**EXERCISE GOAL**
The records below must be copied in full; omit the images.

**MATERIAL PROVIDED**
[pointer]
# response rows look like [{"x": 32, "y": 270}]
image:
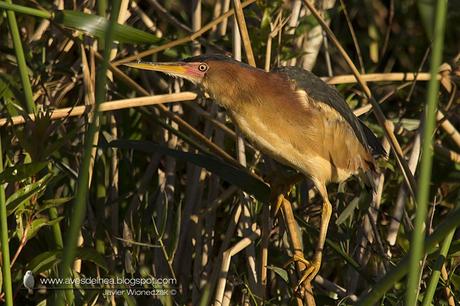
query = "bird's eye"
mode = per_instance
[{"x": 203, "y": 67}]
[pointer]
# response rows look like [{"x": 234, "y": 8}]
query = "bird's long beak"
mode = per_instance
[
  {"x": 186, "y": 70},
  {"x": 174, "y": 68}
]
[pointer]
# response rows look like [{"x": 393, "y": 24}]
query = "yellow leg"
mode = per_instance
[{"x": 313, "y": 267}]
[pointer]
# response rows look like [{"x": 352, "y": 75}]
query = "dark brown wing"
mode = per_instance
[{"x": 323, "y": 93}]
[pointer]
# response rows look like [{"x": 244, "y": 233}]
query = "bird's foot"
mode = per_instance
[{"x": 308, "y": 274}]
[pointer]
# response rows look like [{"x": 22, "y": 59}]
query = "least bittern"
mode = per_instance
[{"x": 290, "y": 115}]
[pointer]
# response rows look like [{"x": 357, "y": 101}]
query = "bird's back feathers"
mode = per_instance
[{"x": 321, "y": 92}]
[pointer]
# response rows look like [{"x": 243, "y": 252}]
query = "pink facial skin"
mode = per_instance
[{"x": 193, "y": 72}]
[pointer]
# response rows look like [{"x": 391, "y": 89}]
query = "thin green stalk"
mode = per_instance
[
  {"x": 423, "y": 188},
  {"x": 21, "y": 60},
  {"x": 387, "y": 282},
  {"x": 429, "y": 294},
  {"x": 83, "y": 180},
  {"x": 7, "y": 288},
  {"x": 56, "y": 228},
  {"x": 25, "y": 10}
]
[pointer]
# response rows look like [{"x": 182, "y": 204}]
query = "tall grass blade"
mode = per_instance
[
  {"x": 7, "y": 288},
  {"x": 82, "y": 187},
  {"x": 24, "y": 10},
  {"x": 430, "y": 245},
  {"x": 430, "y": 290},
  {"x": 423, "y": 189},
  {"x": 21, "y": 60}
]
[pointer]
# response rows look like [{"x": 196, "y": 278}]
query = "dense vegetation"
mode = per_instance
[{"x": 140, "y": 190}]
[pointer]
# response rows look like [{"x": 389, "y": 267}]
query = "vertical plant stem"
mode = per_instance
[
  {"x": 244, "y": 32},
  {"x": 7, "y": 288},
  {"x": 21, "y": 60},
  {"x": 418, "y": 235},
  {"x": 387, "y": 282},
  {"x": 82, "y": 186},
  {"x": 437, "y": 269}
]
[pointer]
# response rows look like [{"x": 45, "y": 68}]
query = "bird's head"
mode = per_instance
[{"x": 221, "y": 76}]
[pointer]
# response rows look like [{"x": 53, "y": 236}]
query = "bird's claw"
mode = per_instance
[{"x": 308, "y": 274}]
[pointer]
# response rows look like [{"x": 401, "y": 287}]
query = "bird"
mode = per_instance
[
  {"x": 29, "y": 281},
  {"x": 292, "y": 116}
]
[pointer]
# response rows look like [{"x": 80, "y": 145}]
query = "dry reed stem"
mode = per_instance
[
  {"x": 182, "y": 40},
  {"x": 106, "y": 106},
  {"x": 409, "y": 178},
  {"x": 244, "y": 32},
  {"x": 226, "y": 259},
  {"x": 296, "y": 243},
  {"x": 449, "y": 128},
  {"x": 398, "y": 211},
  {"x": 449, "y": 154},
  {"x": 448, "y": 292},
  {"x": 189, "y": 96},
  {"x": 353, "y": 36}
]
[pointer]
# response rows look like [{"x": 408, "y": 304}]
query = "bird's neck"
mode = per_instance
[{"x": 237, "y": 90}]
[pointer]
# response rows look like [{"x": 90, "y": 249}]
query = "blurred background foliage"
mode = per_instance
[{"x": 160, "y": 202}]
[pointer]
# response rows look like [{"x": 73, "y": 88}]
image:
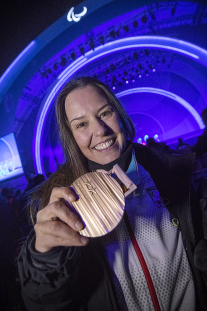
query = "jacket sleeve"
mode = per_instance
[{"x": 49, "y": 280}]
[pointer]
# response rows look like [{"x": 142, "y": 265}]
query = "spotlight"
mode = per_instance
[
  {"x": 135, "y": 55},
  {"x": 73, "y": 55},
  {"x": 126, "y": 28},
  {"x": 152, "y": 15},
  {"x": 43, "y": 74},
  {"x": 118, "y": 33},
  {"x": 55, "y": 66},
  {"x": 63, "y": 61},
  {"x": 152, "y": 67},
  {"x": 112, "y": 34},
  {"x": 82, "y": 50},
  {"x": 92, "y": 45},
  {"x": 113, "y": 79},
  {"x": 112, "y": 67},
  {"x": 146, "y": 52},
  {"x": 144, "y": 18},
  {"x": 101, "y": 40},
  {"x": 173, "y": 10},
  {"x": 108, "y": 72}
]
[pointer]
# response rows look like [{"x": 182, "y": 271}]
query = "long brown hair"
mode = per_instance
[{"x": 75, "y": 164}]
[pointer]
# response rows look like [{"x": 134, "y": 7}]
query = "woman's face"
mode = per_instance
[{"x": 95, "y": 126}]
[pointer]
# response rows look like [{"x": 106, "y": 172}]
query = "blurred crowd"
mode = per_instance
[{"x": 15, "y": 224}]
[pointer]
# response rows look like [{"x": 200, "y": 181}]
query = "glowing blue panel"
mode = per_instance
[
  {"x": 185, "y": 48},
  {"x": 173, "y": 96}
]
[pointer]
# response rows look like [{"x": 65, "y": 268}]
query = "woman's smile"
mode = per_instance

**EXERCISE RESPONSE**
[pointer]
# response rows look like [{"x": 32, "y": 270}]
image:
query = "bird's eye"
mode = per_instance
[{"x": 203, "y": 67}]
[pointer]
# response rows look like [{"x": 234, "y": 8}]
query = "bird's long beak"
mode = per_instance
[
  {"x": 186, "y": 70},
  {"x": 174, "y": 68}
]
[pointer]
# response rows look like [{"x": 393, "y": 24}]
query = "yellow leg"
mode = per_instance
[{"x": 313, "y": 267}]
[pointer]
# response rows look like [{"x": 352, "y": 75}]
query = "dark brown wing"
mode = per_instance
[{"x": 323, "y": 93}]
[pointer]
# response rows look like [{"x": 244, "y": 233}]
query = "bird's foot"
mode = per_instance
[{"x": 308, "y": 274}]
[pointer]
# response rows look like [{"x": 22, "y": 59}]
query = "least bittern"
mode = per_instance
[{"x": 290, "y": 115}]
[pointer]
# response rows look like [{"x": 357, "y": 101}]
query = "bird's back feathers"
mode = per_instance
[{"x": 321, "y": 92}]
[pointer]
# response rows look like [{"x": 243, "y": 252}]
query = "pink facial skin"
mode = per_instance
[{"x": 193, "y": 72}]
[pointer]
# response rows look like [{"x": 391, "y": 89}]
query = "thin green stalk"
mode = per_instance
[
  {"x": 423, "y": 188},
  {"x": 21, "y": 60},
  {"x": 387, "y": 282},
  {"x": 429, "y": 294},
  {"x": 83, "y": 180},
  {"x": 7, "y": 288},
  {"x": 56, "y": 228},
  {"x": 25, "y": 10}
]
[pointer]
# response rows look like [{"x": 182, "y": 204}]
query = "tall grass blade"
mode = per_instance
[
  {"x": 7, "y": 288},
  {"x": 82, "y": 187},
  {"x": 24, "y": 10},
  {"x": 430, "y": 245},
  {"x": 430, "y": 290},
  {"x": 423, "y": 189},
  {"x": 21, "y": 60}
]
[pointer]
# response rows look like [{"x": 196, "y": 278}]
query = "dense vegetation"
mode = per_instance
[{"x": 140, "y": 190}]
[pointer]
# response rows look like [{"x": 389, "y": 267}]
query = "vertical plant stem"
mode = per_instance
[
  {"x": 244, "y": 32},
  {"x": 7, "y": 288},
  {"x": 21, "y": 60},
  {"x": 418, "y": 235},
  {"x": 387, "y": 282},
  {"x": 82, "y": 186},
  {"x": 437, "y": 269}
]
[pointer]
# response rows look like [{"x": 45, "y": 68}]
query = "bird's head"
mode = per_instance
[{"x": 221, "y": 76}]
[pointer]
# response rows look like [{"x": 53, "y": 236}]
query = "bird's claw"
mode = per_instance
[{"x": 308, "y": 274}]
[pointer]
# response rows look like [{"x": 401, "y": 287}]
query = "bird"
mode = per_instance
[
  {"x": 29, "y": 281},
  {"x": 292, "y": 116}
]
[pointer]
# response rows look like [{"x": 80, "y": 145}]
query = "dry reed stem"
mode = per_instance
[
  {"x": 182, "y": 40},
  {"x": 106, "y": 106},
  {"x": 409, "y": 178},
  {"x": 244, "y": 32},
  {"x": 226, "y": 259},
  {"x": 296, "y": 243},
  {"x": 449, "y": 128},
  {"x": 398, "y": 211},
  {"x": 449, "y": 154},
  {"x": 448, "y": 292},
  {"x": 189, "y": 96},
  {"x": 353, "y": 36}
]
[pointer]
# response rows look like [{"x": 408, "y": 304}]
query = "bird's neck"
mode = per_instance
[{"x": 237, "y": 90}]
[pointer]
# response rows look like [{"x": 90, "y": 249}]
query = "blurred background foliage"
mode = per_instance
[{"x": 160, "y": 202}]
[pointer]
# response rows look like [{"x": 73, "y": 88}]
image:
query = "jacket sleeve"
mode = per_instance
[{"x": 49, "y": 280}]
[pointer]
# response rows look like [{"x": 142, "y": 265}]
query = "spotlight"
mode = per_instance
[
  {"x": 135, "y": 55},
  {"x": 73, "y": 55},
  {"x": 126, "y": 28},
  {"x": 152, "y": 15},
  {"x": 43, "y": 74},
  {"x": 118, "y": 33},
  {"x": 55, "y": 66},
  {"x": 63, "y": 61},
  {"x": 152, "y": 67},
  {"x": 112, "y": 34},
  {"x": 82, "y": 50},
  {"x": 92, "y": 45},
  {"x": 113, "y": 79},
  {"x": 112, "y": 67},
  {"x": 146, "y": 52},
  {"x": 144, "y": 18},
  {"x": 101, "y": 40},
  {"x": 173, "y": 10},
  {"x": 108, "y": 72}
]
[pointer]
# response rows look like [{"x": 182, "y": 271}]
query = "long brown hair"
mode = per_instance
[{"x": 75, "y": 164}]
[pointer]
# response rows look like [{"x": 134, "y": 7}]
query = "woman's face"
mode = per_instance
[{"x": 95, "y": 126}]
[pointer]
# response rows look like [{"x": 106, "y": 172}]
query = "blurred crowd"
mode = per_instance
[{"x": 15, "y": 224}]
[pointer]
# response rows look like [{"x": 200, "y": 181}]
query = "glowing blue panel"
mode = per_instance
[
  {"x": 185, "y": 48},
  {"x": 173, "y": 96}
]
[pointer]
# response rows look like [{"x": 65, "y": 268}]
query = "woman's smile"
mode = per_instance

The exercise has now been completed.